» **What you have to do**:
Copy the listing below word for word, keeping every line unchanged.

» **Material for this exercise**:
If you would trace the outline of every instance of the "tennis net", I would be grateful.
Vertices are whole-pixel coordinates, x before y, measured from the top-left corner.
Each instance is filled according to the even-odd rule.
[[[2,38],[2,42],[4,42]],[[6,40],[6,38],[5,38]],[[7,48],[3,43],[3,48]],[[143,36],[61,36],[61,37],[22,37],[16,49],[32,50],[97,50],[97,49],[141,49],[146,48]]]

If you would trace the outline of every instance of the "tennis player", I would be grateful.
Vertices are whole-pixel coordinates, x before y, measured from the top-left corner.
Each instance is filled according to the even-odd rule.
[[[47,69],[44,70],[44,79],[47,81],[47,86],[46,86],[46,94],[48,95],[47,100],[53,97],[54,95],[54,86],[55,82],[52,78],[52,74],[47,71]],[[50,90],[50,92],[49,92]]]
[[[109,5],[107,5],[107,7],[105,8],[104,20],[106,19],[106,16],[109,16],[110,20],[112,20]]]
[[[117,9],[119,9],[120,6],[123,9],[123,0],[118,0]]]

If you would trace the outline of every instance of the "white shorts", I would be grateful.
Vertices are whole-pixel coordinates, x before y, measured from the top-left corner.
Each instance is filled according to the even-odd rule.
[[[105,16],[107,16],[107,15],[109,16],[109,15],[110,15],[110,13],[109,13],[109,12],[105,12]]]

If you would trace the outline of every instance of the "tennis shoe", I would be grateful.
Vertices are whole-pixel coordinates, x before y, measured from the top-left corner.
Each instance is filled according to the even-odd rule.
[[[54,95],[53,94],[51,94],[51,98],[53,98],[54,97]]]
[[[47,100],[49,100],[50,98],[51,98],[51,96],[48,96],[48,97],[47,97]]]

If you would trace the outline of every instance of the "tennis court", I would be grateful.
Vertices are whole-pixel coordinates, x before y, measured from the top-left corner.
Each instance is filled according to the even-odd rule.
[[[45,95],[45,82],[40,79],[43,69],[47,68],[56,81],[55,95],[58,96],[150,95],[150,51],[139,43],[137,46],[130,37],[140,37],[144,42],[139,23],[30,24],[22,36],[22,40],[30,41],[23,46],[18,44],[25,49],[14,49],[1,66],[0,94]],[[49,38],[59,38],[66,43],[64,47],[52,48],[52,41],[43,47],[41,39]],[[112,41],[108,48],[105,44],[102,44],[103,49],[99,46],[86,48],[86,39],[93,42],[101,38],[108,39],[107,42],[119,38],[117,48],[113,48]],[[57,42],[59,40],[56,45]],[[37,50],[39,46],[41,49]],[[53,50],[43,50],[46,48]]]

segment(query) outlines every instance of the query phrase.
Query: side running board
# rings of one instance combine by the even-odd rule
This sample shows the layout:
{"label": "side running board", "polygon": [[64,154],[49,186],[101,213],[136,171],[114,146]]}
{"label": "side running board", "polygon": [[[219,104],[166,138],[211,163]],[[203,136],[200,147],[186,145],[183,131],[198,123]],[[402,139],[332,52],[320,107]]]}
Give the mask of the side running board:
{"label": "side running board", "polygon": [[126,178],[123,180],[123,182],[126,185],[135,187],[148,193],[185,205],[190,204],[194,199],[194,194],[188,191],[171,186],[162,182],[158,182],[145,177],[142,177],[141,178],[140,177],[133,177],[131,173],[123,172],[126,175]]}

» **Exercise response**:
If you would trace the outline of every instance of the "tennis net", I would be grateful.
Vertices are whole-pixel coordinates, x before y, measured from the top-left corner.
Each instance is filled according to the even-odd rule.
[[[2,38],[2,42],[4,42]],[[6,40],[6,38],[5,38]],[[7,48],[3,43],[3,48]],[[143,36],[61,36],[61,37],[22,37],[16,49],[32,50],[97,50],[97,49],[141,49],[146,48]]]

If you would trace the outline of every instance of the "tennis player", I would be grateful.
Vertices are whole-pixel coordinates, x before y, measured from the top-left corner.
Each instance is filled according to the even-odd rule.
[[[47,69],[44,70],[44,79],[47,81],[47,86],[46,86],[46,94],[48,95],[47,100],[53,97],[54,95],[54,86],[55,82],[52,78],[52,74],[47,71]],[[50,90],[50,92],[49,92]]]
[[[109,5],[107,5],[107,7],[105,8],[104,20],[106,19],[106,16],[109,16],[110,20],[112,20]]]
[[[117,9],[119,9],[120,6],[123,9],[123,0],[118,0]]]

If you would trace the outline of every instance of the "white shorts", I would be grateful.
Vertices are whole-pixel coordinates, x before y, measured from the top-left corner.
Each instance is filled according to the even-odd rule.
[[[105,16],[107,16],[107,15],[109,16],[109,15],[110,15],[110,13],[109,13],[109,12],[105,12]]]

If you would trace the outline of every instance of the "tennis shoe", I would be grateful.
Vertices are whole-pixel coordinates, x before y, measured from the top-left corner.
Each instance is filled according to the even-odd rule.
[[[54,95],[53,94],[51,94],[51,98],[53,98],[54,97]]]
[[[47,100],[49,100],[50,98],[51,98],[51,96],[48,96],[48,97],[47,97]]]

If you would trace the outline of every instance of the "tennis court", I would be grateful.
Vertices are whole-pixel coordinates, x before y, measured from the top-left corner.
Each instance is filled according to the even-odd rule.
[[[45,95],[45,82],[40,79],[43,69],[47,68],[56,81],[55,95],[58,96],[150,95],[150,51],[139,43],[137,46],[130,37],[140,37],[144,42],[139,23],[30,24],[22,36],[22,40],[30,41],[23,46],[18,44],[25,49],[14,49],[1,66],[0,94]],[[49,38],[59,38],[66,43],[64,47],[52,48],[52,41],[43,47],[41,39]],[[112,41],[108,48],[105,44],[102,44],[103,49],[99,46],[86,48],[86,39],[93,42],[101,38],[108,39],[107,42],[119,38],[117,48],[113,48]],[[57,42],[59,40],[56,45]],[[37,50],[39,46],[41,49]],[[53,50],[43,50],[46,48]]]

segment(query) outlines every instance of the query phrase.
Query: side running board
# rings of one instance combine by the even-odd rule
This sample shows the layout:
{"label": "side running board", "polygon": [[64,154],[49,186],[101,213],[136,171],[114,146]]}
{"label": "side running board", "polygon": [[[219,104],[166,138],[211,163]],[[203,136],[200,147],[186,145],[183,131],[198,123]],[[402,139],[332,52],[320,107]]]}
Give the mask of the side running board:
{"label": "side running board", "polygon": [[126,178],[123,180],[123,182],[126,185],[135,187],[148,193],[185,205],[190,204],[194,199],[194,194],[188,191],[171,186],[162,182],[158,182],[145,177],[142,177],[141,178],[140,177],[133,177],[131,173],[123,172],[126,175]]}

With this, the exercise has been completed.